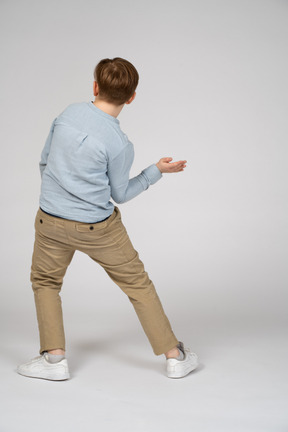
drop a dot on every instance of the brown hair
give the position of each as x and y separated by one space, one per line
117 80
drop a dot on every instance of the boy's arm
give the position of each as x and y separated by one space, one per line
124 189
46 149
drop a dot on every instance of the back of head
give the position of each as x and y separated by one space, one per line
117 80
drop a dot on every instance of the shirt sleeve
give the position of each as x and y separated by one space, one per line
124 189
46 149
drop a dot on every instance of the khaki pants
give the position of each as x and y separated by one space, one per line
108 244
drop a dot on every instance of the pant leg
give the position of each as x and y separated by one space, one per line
111 247
51 257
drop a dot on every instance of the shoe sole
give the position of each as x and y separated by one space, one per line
183 372
62 377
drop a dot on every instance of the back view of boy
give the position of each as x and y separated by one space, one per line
86 160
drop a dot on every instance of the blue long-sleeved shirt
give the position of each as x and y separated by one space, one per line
86 160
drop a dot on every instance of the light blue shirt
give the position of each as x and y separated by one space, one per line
85 162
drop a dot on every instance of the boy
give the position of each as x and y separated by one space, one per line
85 161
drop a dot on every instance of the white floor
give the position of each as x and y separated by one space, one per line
118 384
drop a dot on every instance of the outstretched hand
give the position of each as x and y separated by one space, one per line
166 166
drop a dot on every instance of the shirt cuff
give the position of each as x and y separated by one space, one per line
152 174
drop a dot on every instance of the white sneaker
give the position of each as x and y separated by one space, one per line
40 367
180 368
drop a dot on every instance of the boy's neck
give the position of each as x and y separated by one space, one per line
108 108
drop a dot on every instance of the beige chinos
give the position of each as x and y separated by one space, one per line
108 244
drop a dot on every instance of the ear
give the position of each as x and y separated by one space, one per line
95 88
131 99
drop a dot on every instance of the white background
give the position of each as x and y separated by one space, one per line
212 90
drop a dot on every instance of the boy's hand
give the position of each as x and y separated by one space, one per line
165 165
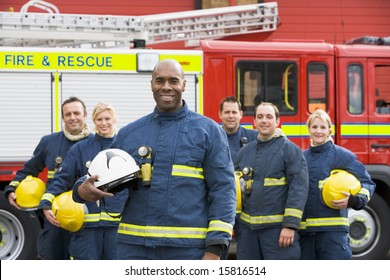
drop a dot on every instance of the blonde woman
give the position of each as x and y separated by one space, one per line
96 240
324 230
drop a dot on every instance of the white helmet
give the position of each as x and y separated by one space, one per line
114 167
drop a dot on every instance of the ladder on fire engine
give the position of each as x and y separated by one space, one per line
53 29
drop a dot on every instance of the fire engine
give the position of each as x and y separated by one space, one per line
350 81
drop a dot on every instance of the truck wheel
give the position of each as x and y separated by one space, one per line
18 233
369 230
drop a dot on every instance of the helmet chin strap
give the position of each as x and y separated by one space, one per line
129 182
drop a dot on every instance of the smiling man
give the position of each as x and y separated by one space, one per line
276 188
187 209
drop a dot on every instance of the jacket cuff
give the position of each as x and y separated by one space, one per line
217 249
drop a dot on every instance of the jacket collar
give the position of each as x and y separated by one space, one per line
182 112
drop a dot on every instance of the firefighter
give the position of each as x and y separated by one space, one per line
185 208
96 240
230 113
51 151
324 229
275 191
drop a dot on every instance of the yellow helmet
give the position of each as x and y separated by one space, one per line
29 193
69 213
339 181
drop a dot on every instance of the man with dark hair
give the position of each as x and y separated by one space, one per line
185 209
53 242
275 191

==========

- [Given exercise] Extract verbatim every line from the one containing "drop a dot on every instance of the man" through the last line of the data above, including both of those lines.

- [Response for this exercise]
drop a dot on every instance of the man with dark hair
give the position of each as x and y separated by one space, one per line
185 209
53 242
275 191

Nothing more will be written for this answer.